[Object location annotation data]
****************

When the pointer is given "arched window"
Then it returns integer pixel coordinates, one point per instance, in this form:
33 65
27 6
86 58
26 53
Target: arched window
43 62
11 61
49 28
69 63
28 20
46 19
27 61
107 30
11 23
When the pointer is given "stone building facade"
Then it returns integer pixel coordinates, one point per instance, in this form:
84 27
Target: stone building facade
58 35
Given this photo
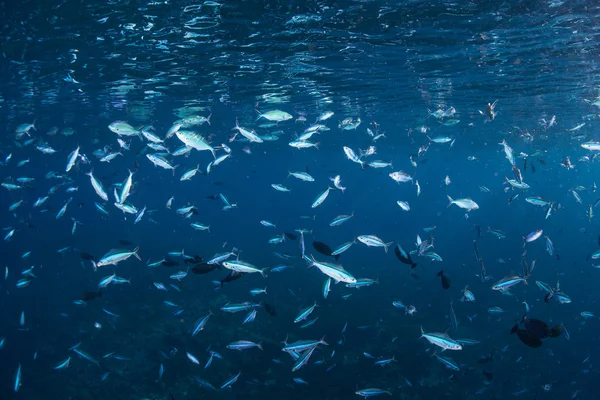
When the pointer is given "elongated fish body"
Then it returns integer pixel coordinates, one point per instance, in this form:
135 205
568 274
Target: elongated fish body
63 210
303 359
340 219
97 185
303 345
326 287
321 198
400 177
242 266
200 323
508 282
195 141
126 188
342 248
114 257
190 174
533 236
243 345
160 161
250 135
274 115
593 146
334 271
302 176
537 201
373 241
122 128
441 340
305 313
372 392
72 159
126 208
466 204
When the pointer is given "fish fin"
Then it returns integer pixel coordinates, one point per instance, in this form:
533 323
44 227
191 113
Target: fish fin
136 254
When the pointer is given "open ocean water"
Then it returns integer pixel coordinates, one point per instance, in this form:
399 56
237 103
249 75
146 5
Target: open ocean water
438 159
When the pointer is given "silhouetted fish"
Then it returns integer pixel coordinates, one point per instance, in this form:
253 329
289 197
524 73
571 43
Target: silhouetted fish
233 275
201 269
445 279
270 309
404 256
290 236
87 296
170 263
324 249
193 260
87 256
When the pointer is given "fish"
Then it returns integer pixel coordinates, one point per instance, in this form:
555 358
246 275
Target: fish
404 256
445 279
466 204
325 250
115 256
441 340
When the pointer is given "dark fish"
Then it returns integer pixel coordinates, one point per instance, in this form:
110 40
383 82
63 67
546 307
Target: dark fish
528 339
404 257
536 327
270 309
488 375
193 260
487 359
324 249
556 331
290 236
87 256
445 280
87 296
170 263
233 275
200 269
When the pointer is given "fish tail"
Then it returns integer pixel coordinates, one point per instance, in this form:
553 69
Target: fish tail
136 254
385 247
322 341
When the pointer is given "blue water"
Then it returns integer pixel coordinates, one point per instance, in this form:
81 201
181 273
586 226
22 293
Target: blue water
83 65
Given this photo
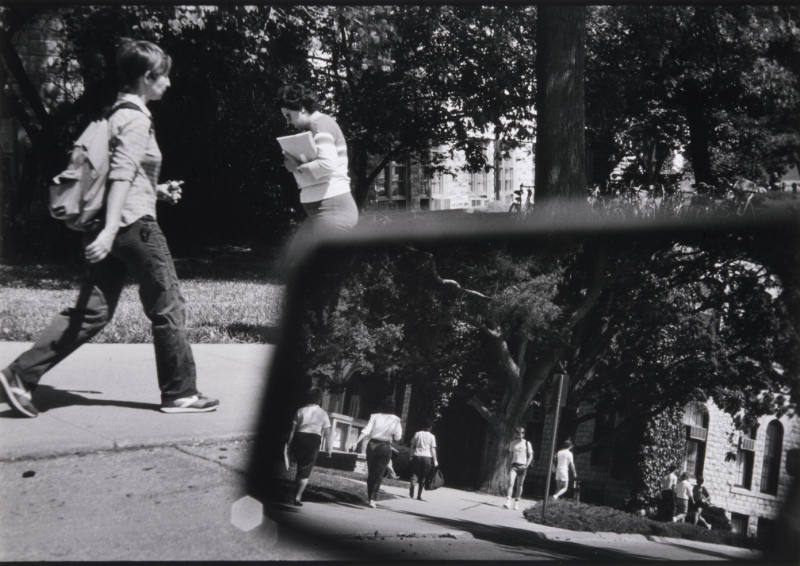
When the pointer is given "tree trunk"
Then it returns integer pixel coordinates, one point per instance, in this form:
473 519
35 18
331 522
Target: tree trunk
560 136
498 160
696 118
358 169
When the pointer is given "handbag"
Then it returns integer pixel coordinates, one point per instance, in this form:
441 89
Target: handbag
435 479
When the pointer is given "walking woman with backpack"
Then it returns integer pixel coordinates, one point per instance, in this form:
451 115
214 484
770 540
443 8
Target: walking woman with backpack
128 241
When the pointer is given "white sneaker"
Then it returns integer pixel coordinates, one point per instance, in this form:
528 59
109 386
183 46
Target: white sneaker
195 404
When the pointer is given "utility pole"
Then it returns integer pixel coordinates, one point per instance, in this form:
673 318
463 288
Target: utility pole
561 400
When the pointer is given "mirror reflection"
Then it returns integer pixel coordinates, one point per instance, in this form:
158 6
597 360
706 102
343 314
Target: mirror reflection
637 382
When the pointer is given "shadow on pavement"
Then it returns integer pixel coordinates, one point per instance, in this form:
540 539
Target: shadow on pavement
514 537
46 397
700 550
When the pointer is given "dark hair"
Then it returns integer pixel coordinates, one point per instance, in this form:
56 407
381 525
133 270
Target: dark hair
386 405
135 58
297 97
314 396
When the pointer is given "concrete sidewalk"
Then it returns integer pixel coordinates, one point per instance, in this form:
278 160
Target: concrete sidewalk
105 396
456 514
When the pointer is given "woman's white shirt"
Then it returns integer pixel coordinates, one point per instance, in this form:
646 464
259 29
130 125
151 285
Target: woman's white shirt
383 426
312 419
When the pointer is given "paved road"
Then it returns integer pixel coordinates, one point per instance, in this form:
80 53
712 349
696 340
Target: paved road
101 475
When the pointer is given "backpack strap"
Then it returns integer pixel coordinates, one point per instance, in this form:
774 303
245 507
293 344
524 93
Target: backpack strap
127 105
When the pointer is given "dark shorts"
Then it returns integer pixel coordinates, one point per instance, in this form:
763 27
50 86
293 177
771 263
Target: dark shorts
305 447
421 467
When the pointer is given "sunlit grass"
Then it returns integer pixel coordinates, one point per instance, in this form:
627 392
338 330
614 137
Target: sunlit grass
575 516
240 309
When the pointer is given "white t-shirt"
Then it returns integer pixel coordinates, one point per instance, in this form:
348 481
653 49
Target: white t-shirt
383 426
423 444
563 461
520 449
312 419
683 490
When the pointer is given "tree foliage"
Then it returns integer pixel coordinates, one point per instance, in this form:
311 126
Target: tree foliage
720 82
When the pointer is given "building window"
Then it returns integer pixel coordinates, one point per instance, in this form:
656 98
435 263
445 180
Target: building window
695 418
771 464
739 523
399 180
766 529
745 458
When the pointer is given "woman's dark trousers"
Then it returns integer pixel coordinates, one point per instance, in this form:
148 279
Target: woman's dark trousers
141 250
379 452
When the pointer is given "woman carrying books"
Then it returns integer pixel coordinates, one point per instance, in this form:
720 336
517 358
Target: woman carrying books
323 180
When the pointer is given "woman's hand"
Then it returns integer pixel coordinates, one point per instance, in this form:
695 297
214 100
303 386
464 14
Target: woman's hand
100 247
290 162
170 191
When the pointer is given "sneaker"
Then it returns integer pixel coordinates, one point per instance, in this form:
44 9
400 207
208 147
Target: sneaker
194 404
17 395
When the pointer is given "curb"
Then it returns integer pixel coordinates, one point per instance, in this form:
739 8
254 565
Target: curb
123 446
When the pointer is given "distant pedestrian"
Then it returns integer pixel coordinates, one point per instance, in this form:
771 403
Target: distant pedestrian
683 495
565 467
129 241
667 502
701 499
423 458
323 181
310 424
520 458
382 429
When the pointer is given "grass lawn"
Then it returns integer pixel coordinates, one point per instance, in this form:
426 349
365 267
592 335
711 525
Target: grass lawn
575 516
230 294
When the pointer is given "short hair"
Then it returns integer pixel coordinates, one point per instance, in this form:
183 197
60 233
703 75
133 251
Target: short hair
314 396
297 97
137 57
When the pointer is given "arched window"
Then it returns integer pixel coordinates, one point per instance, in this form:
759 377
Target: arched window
771 464
745 457
695 417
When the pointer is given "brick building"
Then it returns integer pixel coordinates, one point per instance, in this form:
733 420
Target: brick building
745 472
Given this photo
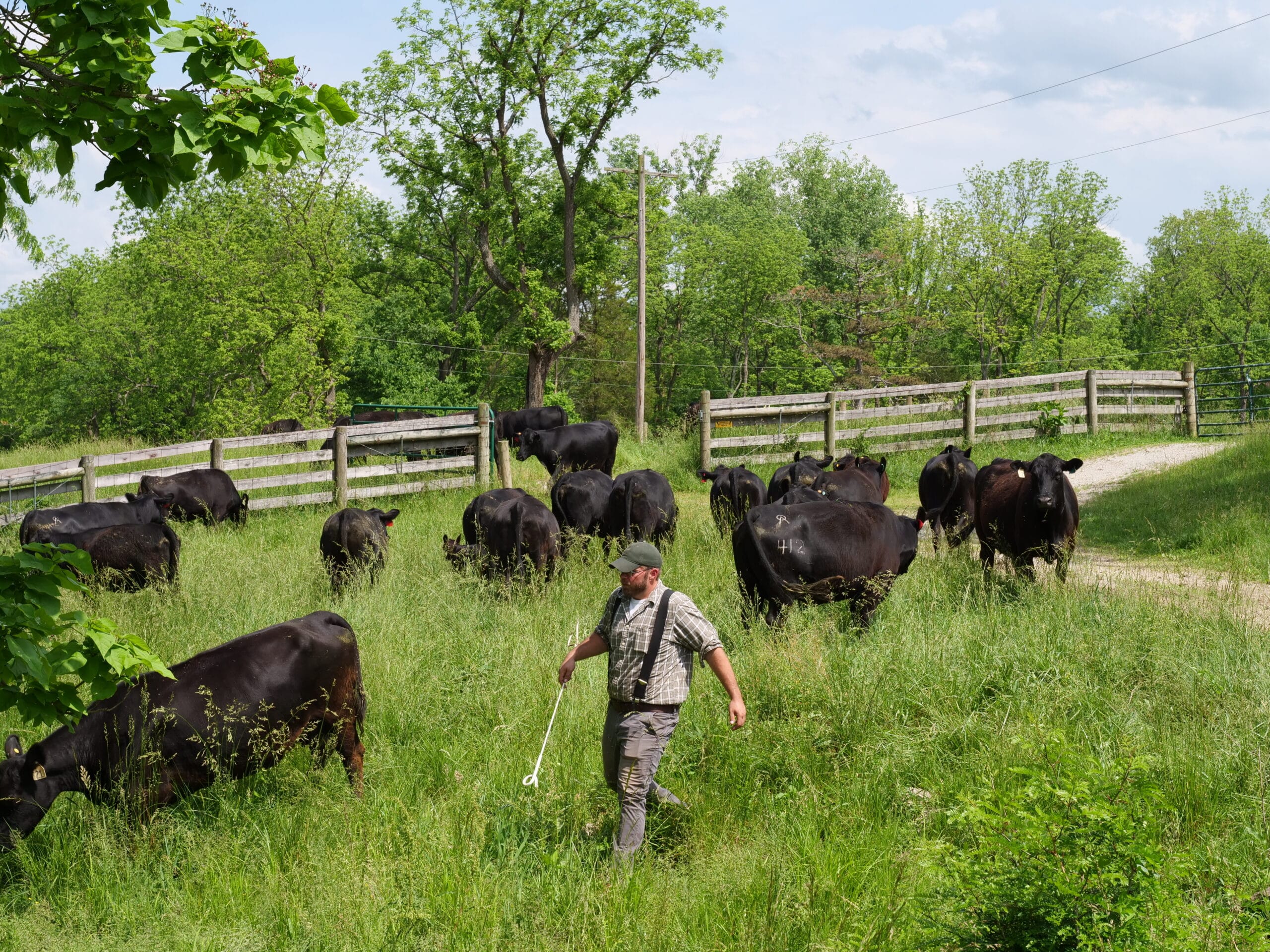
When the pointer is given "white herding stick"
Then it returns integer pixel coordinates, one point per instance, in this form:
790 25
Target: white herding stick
531 780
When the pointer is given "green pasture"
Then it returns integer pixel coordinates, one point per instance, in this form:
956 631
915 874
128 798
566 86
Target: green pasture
826 824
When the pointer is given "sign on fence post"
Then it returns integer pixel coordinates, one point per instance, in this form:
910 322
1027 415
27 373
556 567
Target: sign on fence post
1189 404
339 460
1091 402
88 481
482 463
705 429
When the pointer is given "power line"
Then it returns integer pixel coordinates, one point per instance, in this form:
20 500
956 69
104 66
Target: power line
1117 149
1021 96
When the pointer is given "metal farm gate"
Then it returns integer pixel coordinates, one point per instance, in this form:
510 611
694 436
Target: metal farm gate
1231 399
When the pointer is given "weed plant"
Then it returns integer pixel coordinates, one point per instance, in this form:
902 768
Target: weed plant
825 824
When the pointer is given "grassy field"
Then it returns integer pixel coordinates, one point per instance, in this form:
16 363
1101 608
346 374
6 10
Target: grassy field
825 824
1208 512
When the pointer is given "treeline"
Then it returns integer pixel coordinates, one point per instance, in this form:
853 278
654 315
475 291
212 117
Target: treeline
506 272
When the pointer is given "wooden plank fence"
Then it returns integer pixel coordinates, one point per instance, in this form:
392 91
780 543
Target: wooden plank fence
965 412
28 486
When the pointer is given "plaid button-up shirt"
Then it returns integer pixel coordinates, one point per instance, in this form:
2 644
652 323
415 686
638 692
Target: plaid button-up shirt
686 633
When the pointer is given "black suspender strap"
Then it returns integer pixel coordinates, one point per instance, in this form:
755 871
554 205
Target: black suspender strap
654 648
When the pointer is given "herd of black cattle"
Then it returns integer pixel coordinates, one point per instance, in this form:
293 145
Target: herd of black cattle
818 531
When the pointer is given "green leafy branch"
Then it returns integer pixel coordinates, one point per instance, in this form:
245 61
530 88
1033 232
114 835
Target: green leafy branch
55 663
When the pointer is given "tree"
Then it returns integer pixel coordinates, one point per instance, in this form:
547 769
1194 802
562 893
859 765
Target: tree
474 80
79 74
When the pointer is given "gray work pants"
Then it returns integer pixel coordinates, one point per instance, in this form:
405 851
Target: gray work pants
633 746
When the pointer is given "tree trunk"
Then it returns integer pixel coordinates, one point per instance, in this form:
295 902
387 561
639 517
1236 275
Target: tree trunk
536 375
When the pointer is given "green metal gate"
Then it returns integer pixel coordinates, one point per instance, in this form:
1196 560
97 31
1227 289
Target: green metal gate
1231 399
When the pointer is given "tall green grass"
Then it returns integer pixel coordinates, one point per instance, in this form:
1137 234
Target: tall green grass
1209 512
812 828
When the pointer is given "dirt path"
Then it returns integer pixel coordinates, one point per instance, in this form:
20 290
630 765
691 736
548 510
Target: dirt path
1109 472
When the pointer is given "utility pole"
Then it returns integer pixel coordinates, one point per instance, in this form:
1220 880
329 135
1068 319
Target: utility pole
640 363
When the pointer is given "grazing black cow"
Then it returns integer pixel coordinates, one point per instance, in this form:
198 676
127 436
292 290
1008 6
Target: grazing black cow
798 495
947 490
79 517
577 446
201 494
734 493
518 530
863 481
640 508
126 558
804 472
579 502
353 540
289 424
1026 511
822 552
482 508
509 424
233 710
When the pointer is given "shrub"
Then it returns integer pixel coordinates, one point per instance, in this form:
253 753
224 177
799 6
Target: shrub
1057 857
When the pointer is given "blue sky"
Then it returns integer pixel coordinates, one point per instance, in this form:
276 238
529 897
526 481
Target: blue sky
849 69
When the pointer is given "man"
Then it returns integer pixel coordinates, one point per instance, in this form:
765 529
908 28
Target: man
644 697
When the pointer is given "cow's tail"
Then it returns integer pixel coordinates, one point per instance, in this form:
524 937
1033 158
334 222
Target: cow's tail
173 551
517 525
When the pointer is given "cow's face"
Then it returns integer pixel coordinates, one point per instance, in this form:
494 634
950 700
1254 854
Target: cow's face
1047 472
531 443
26 791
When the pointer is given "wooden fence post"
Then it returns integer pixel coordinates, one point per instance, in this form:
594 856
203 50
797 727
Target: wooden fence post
504 451
1091 402
1191 405
89 479
483 446
831 424
339 457
705 429
968 413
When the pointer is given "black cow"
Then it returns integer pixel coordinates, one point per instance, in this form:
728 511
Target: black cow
509 424
947 490
80 517
518 530
822 552
579 502
577 446
734 493
126 558
863 481
798 495
642 507
289 424
201 494
353 540
233 710
482 508
804 472
1026 511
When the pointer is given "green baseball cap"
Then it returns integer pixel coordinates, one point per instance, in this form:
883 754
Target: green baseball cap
635 555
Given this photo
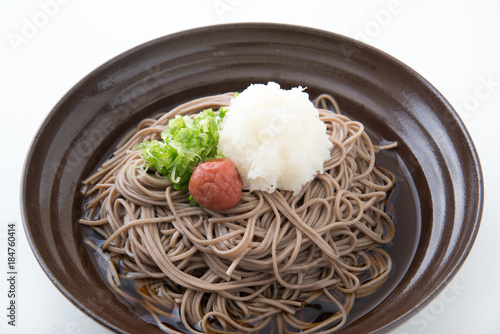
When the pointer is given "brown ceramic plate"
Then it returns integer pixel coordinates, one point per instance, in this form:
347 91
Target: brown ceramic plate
441 191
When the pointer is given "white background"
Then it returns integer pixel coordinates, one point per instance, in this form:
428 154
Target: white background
47 46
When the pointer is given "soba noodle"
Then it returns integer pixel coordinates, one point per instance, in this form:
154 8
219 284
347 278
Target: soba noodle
264 259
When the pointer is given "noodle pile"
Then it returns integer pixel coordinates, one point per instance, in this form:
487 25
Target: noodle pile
264 259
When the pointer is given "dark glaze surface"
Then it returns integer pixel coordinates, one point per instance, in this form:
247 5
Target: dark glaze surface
374 88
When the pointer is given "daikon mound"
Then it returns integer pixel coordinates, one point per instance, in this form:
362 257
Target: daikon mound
274 137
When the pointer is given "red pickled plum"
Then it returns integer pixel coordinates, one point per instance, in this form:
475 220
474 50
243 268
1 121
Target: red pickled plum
216 185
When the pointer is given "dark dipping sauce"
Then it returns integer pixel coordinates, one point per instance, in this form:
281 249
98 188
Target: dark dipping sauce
403 206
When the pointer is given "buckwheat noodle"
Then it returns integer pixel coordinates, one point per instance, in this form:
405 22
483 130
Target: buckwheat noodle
266 258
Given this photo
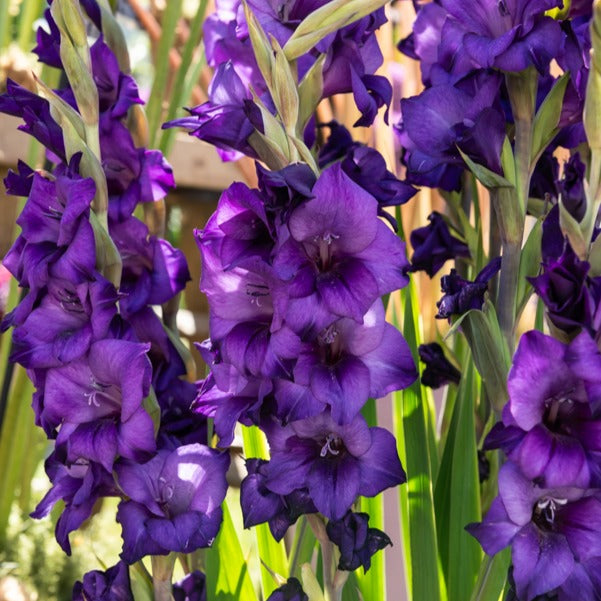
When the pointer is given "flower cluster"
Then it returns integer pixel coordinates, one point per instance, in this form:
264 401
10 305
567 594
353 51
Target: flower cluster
110 383
461 52
309 343
295 270
351 56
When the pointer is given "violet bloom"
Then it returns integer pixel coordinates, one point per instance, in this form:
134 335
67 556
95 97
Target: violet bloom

****************

● **WHAT IS REQUIRED**: Locate every line in the listing above that contains the word "gray", and copy each of those lines. Case counts.

● **RESULT**:
When the pointer is given "gray work pants"
Target: gray work pants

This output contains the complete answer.